EXERCISE DETAILS:
Please gather every line of the entries below that contains the string "smoke". Matching is case-sensitive.

WORKING DATA:

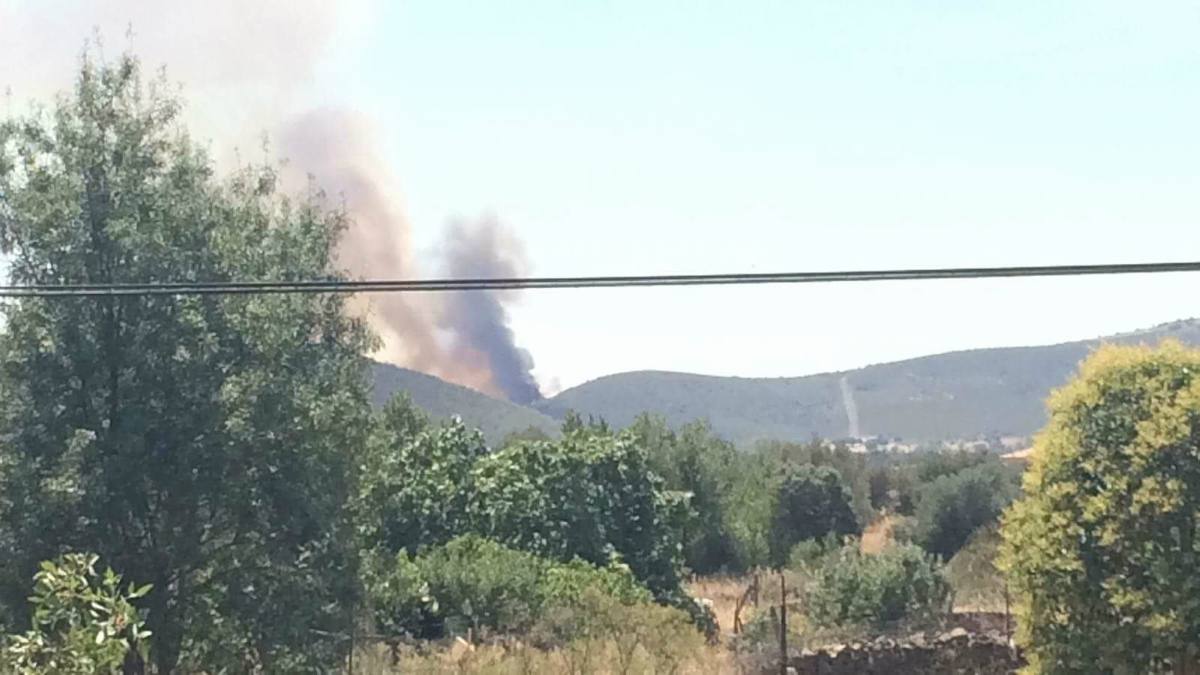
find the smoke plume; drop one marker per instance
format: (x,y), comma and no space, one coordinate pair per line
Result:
(478,320)
(461,336)
(249,69)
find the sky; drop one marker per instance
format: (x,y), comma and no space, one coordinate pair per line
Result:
(634,137)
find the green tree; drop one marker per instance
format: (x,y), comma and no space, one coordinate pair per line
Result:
(954,506)
(589,495)
(697,463)
(855,589)
(417,481)
(83,622)
(810,503)
(205,444)
(1102,550)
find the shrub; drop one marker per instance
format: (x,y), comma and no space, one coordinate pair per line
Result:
(1102,550)
(483,585)
(83,622)
(851,587)
(591,495)
(811,503)
(953,506)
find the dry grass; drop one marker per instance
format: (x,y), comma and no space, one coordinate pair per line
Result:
(724,592)
(583,657)
(877,535)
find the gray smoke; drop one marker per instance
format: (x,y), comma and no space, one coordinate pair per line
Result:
(460,336)
(478,320)
(250,69)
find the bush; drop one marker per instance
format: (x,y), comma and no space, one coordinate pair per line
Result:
(591,495)
(953,506)
(851,587)
(83,622)
(811,503)
(479,584)
(1102,551)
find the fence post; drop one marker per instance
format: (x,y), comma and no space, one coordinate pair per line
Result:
(1008,633)
(783,623)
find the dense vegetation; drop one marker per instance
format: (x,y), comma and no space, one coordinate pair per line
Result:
(226,457)
(1102,551)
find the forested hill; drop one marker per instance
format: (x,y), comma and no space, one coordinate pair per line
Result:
(441,399)
(952,395)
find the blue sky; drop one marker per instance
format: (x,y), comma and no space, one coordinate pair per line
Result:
(621,137)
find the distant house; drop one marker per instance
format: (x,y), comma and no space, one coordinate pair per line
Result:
(1018,457)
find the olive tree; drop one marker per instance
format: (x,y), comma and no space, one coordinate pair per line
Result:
(1102,550)
(204,444)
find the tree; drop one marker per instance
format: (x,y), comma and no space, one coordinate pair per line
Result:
(697,463)
(83,622)
(853,589)
(205,444)
(810,503)
(589,495)
(954,506)
(1102,550)
(417,481)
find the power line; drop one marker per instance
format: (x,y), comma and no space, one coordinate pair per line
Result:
(497,284)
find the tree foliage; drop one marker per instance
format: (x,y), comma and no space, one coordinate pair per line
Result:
(591,495)
(703,466)
(954,506)
(481,585)
(1102,550)
(811,503)
(856,589)
(83,622)
(204,444)
(417,479)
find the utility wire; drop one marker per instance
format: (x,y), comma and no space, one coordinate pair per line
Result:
(496,284)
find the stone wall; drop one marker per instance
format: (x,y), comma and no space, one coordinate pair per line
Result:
(957,651)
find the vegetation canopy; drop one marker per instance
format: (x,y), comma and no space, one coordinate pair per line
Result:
(1102,551)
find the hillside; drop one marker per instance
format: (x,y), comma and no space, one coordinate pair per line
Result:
(953,395)
(442,400)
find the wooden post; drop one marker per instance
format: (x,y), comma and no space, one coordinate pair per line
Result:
(783,623)
(1008,632)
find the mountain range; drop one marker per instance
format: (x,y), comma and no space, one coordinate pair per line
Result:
(990,392)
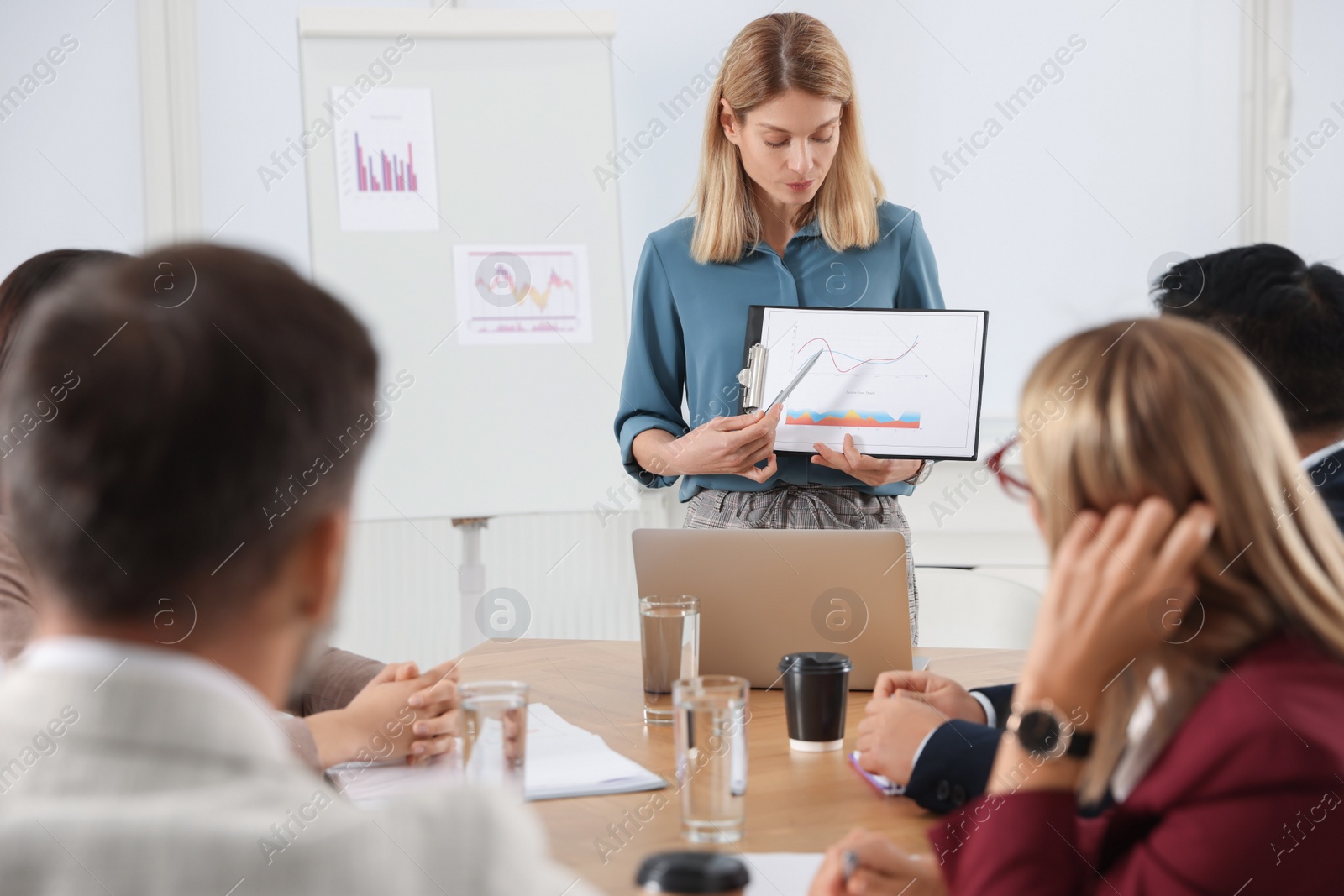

ANSWER TO THE PROBLEM:
find the smoke plume; drop one marker per instance
find the gray smoke; drop one marker per instance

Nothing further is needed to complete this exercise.